**Instruction**
Render the lines below as a two-column CSV headed instruction and response, with one row for each request. Put the request text and its answer each in a single quoted field, replacing line breaks with spaces.
====== Records provided ======
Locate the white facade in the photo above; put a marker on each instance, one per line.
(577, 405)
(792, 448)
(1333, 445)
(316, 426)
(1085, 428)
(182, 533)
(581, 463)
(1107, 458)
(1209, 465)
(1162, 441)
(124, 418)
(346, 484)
======
**Answer for this exercise**
instruction,response
"Locate the white facade in the photo above; put a marker on each instance, one per line.","(577, 405) (792, 448) (1333, 445) (316, 426) (1085, 428) (182, 533) (581, 463) (1107, 458) (1209, 465) (1162, 441) (124, 418) (346, 484)"